Source excerpt:
-.-.-

Turning away from fossil fuels: Lessons from the anti-apartheid movement

The rhetorical battle over turning away from investments in companies contributing to climate change, it seems, has been won.

SOURCEForeign Policy in Focus

On September 9, Harvard University President Larry Bacow heralded the university’s commitment to shift its $41.9 billion endowment — the largest in the world — to “a portfolio of investments that support the transition to the green economy.” Two weeks later, September 23, Boston University announced a similar commitment.

The rhetorical battle over turning away from investments in companies contributing to climate change, it seems, has been won.

These moves came after more than a decade of broad-based campaigns against fossil-fuel investments, which at Harvard included petitions, protests, a legal complaint to the Massachusetts Attorney General, and storming the field during a Harvard-Yale football game.

-.-.-

Listed records:

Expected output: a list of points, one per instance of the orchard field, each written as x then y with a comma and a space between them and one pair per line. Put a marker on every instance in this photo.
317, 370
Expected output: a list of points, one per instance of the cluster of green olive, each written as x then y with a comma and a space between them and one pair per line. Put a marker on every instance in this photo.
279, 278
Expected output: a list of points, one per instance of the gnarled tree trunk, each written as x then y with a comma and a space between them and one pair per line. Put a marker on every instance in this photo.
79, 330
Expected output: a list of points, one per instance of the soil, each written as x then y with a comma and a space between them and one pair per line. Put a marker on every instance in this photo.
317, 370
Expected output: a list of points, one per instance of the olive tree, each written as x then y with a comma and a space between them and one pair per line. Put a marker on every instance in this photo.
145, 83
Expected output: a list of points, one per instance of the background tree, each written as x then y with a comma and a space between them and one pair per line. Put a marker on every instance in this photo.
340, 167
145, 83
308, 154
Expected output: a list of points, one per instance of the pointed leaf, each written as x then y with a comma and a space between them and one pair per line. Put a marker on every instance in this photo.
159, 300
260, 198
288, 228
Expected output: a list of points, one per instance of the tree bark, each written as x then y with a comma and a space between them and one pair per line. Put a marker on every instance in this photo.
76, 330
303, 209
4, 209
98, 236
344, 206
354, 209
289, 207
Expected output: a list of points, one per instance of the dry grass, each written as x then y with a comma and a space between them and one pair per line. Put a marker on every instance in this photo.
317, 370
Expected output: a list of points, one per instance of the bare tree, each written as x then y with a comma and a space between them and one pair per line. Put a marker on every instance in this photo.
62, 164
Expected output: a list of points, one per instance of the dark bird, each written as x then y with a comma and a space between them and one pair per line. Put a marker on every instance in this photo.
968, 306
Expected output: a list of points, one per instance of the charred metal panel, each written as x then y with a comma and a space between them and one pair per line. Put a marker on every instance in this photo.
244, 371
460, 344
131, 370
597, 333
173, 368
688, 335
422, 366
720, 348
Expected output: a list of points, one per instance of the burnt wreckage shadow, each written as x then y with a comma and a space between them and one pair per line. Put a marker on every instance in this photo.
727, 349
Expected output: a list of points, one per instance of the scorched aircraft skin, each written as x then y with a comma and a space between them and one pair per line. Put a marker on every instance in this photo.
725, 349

-.-.-

Work to do:
1 > List the forms of campaigning against fossil-fuel investments at Harvard that the excerpt on fossil-fuel divestment names.
2 > Carry on the excerpt on fossil-fuel divestment from the point where it stops.

Outputs for the tasks:
1 >
Petitions
Protests
A legal complaint to the Massachusetts Attorney General
Storming the field during a Harvard-Yale football game

2 >
And yet, as activists learned in the decades-long campaigns to disinvest from apartheid in South Africa, the implementation of commitments was often limited by fine-print qualifications or loopholes. Despite legitimate celebration of new momentum, many questions remained unanswered, as detailed in an analysis in Harvard Magazine.

The real test of success must be to what extent resources are actually removed from fossil-fuel production and reinvested in renewable energy.

On that front, Big Oil — like the planet — is beginning to feel the heat.

On one day in May, for example, climate campaigners won major victories at Exxon/Mobil’s and Chevron’s shareholder meetings, shortly after a Dutch court ordered Royal Dutch Shell to reduce its 2019 carbon emissions by 45 percent by 2030. Increasingly, investors themselves are recognizing the market risks involved in fossil fuel production. Some companies themselves are beginning to diversify their portfolios into renewable energy.

Yet, as of 2020, only seven energy sector companies had pledged to achieve net-zero emission targets. And despite the fact that renewable energy is cheaper, the fossil-fuel industry is still receiving a massive $6 trillion dollars in government subsidies, according to the IMF.

As the COP26 climate summit prepares to open in Glasgow on October 31, to evaluate progress toward the goals of achieving net-zero GHG emissions and limiting the rise in our atmosphere’s temperature to 1.5oC above preindustrial levels by 2050, the odds of success are still small. In August, the UN issued its latest UN Climate Change Report, which the UN Secretary General called a “code red for humanity.”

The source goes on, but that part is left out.